Stored items:
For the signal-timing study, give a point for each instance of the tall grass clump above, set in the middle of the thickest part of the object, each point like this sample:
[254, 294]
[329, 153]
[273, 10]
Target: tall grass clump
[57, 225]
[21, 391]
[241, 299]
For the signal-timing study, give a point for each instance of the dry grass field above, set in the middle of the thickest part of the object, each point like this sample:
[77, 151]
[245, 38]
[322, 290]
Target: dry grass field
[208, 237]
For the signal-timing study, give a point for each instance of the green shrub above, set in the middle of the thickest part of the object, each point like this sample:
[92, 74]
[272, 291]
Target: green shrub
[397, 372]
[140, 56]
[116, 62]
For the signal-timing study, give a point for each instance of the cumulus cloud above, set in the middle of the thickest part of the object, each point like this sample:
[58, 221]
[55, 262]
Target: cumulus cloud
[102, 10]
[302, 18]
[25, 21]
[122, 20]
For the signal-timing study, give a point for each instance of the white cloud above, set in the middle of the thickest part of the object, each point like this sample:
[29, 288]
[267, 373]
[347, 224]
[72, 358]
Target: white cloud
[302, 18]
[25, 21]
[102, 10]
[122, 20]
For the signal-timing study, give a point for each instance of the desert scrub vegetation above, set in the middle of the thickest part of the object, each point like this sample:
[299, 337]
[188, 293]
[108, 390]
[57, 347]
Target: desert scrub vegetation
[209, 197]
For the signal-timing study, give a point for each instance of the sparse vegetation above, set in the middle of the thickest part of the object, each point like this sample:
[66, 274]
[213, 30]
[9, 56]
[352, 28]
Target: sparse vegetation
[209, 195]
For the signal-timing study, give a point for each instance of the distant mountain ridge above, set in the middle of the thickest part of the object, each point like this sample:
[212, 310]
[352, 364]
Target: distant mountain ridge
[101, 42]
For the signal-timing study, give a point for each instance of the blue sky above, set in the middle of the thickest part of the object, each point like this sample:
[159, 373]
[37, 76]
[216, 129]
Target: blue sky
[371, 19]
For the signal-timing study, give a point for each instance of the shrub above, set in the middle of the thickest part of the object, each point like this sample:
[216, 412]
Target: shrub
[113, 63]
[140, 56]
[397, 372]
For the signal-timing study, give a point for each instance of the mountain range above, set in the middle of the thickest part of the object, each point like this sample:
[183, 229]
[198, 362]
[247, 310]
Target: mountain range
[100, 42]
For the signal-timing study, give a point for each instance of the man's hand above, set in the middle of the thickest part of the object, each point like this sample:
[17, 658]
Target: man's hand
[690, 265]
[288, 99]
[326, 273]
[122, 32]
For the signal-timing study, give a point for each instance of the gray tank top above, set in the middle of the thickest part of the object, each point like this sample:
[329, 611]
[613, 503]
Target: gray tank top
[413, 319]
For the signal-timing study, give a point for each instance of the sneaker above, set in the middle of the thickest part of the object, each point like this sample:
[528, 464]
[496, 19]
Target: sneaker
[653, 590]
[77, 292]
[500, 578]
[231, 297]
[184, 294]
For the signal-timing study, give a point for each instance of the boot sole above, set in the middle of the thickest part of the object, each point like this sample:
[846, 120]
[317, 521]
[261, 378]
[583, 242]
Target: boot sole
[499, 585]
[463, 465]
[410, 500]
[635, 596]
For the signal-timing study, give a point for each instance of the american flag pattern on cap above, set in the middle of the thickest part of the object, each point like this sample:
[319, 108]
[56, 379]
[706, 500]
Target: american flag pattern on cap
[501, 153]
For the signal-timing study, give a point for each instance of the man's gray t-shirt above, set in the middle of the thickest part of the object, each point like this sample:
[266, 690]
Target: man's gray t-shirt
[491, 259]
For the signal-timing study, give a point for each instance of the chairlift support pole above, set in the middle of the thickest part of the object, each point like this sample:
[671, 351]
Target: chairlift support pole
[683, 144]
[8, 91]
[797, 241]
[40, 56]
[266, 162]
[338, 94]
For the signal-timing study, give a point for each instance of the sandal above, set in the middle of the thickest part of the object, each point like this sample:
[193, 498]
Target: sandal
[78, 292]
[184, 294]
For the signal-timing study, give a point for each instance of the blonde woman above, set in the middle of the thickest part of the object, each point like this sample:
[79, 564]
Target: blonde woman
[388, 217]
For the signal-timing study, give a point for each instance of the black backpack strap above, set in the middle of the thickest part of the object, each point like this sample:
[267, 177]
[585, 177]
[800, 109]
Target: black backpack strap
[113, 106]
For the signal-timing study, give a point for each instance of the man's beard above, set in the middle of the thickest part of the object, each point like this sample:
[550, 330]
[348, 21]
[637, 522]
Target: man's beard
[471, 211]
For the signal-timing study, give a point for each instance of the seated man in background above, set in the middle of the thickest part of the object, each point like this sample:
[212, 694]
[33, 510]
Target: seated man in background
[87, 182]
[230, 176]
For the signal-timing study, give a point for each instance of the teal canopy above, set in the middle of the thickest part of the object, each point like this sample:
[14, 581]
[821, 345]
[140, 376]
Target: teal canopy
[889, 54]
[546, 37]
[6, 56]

# [STATED GOAL]
Would you reproduce all the entries exactly?

# [OUTPUT OF THE EXERCISE]
For the signal-timing study, give a point for each instance of the tall grass clump above, set in the middle of the thickest part of the object, each point like this sample:
[254, 294]
[329, 153]
[273, 10]
Target: tall grass clump
[57, 225]
[21, 391]
[241, 299]
For the signal-timing study, give a point for each instance of the dry grass field above, set in the middle of the thickest part of the object, each point like this sample:
[77, 151]
[245, 38]
[322, 290]
Target: dry grass field
[208, 237]
For the signal-timing study, give a point for each instance of the green shrub above, set in the middle of the thickest part of the object, each point like this sample:
[92, 74]
[272, 291]
Target: green shrub
[397, 372]
[140, 56]
[116, 62]
For the signal-timing study, give a point for each instance of the cumulus cloud above, set in the middle of the thickest part of the object, each point like this sample:
[58, 221]
[55, 262]
Target: cumulus cloud
[102, 10]
[302, 18]
[25, 21]
[122, 20]
For the signal-timing study, give a point for each instance of the white cloud above, set in the middle of the thickest part of the object, each point like this sample:
[29, 288]
[267, 373]
[347, 224]
[72, 358]
Target: white cloud
[302, 18]
[25, 21]
[102, 10]
[122, 20]
For the signal-timing study, give a point for each instance of the desert scrub vegetation above, set in the middle of the thickest part of the object, each point like this sample:
[299, 337]
[188, 293]
[108, 390]
[57, 347]
Target: desert scrub vegetation
[209, 197]
For the signal-timing study, give a point for each instance of the sparse vegetation above, set in the middle of the thickest part of the object, each point like this sample:
[66, 274]
[213, 30]
[9, 56]
[352, 28]
Target: sparse vegetation
[209, 195]
For the signal-timing study, give a point for each instance of the distant mountain ridge above, set in the middle of the thickest part of the object, each point like this sample:
[212, 310]
[352, 364]
Target: distant mountain ridge
[101, 42]
For the signal-timing study, give a point for each instance of the blue sky above, set in the middle of the thickest part of the object, each point like this sample:
[159, 373]
[37, 76]
[216, 129]
Target: blue sky
[371, 19]
For the signal-timing study, give a point for each instance of the shrub above, set in the middle of the thickest part of the object, each point like this sample:
[216, 412]
Target: shrub
[113, 63]
[140, 56]
[397, 372]
For the signal-timing study, give a point for each instance of the mountain range above, set in the middle of the thickest part of the object, each point like this sample:
[183, 229]
[198, 362]
[247, 310]
Target: mountain range
[100, 42]
For the signal-timing study, give a point for each instance of the man's hand above, set in the middle of the thickest part of the object, each point like this sample:
[17, 658]
Target: man's hand
[690, 265]
[288, 99]
[326, 273]
[122, 32]
For the signal-timing study, give a point for each instance of the gray tank top above, set in the middle of the thickest part of the object, each point like this sample:
[329, 611]
[613, 503]
Target: gray tank top
[413, 319]
For the signal-timing study, give a point for each instance of the sneaker above, set in the middle of the thickest part of the object, each point like this sample:
[528, 464]
[496, 19]
Target: sneaker
[653, 590]
[77, 292]
[500, 578]
[231, 297]
[184, 294]
For the signal-timing study, give a point for each instance of the boot sole above, set in the middle of the thickest part of the object, each point like this sample:
[846, 120]
[317, 521]
[261, 378]
[583, 242]
Target: boot sole
[499, 585]
[463, 465]
[410, 500]
[635, 596]
For the signal-timing study, give a point for each instance of the american flag pattern on cap above, set in the middle of the thickest part of the object, each point like this sample:
[319, 108]
[56, 379]
[706, 500]
Target: american flag pattern on cap
[501, 153]
For the signal-timing study, give a point for each instance of the man's gray t-shirt above, set in the middle of the thickest part of the object, each point like this sample:
[266, 690]
Target: man's gray t-shirt
[491, 259]
For the signal-timing study, give a point for each instance of the chairlift support pole above, set in the middle of the thickest part of the object, each point like this sample:
[671, 351]
Target: chairlift support pole
[683, 144]
[8, 91]
[797, 241]
[40, 56]
[266, 162]
[338, 94]
For the signal-timing study, give a point for each instance of the sandal above, set in the middle of the thickest part of the object, each point like this sample:
[193, 498]
Target: sandal
[78, 292]
[184, 294]
For the signal-timing study, give a point for each instance of the blonde woman above, set in the middle of the thickest part of the object, each point like this sample:
[79, 564]
Target: blonde woman
[388, 217]
For the signal-timing study, give a point for each instance of the black backpack strap above, set in the middle of the thickest part of the object, each point like this sample:
[267, 177]
[585, 177]
[800, 109]
Target: black backpack strap
[113, 106]
For the signal-timing study, give a point for each instance of the man's beard above, set in the middle of the thickest part of the object, each point like this sample:
[550, 330]
[348, 21]
[637, 522]
Target: man's beard
[471, 211]
For the signal-timing study, give a point for each instance of the seated man in background above, set in the middle of the thickest part of the object, each point like this sample:
[212, 694]
[33, 510]
Target: seated man in background
[87, 182]
[230, 176]
For the signal-timing study, give a point for each instance of the teal canopy above, set in the middle of the thickest part of the object, each point like this sample:
[14, 581]
[821, 345]
[140, 376]
Target: teal canopy
[889, 54]
[546, 37]
[6, 56]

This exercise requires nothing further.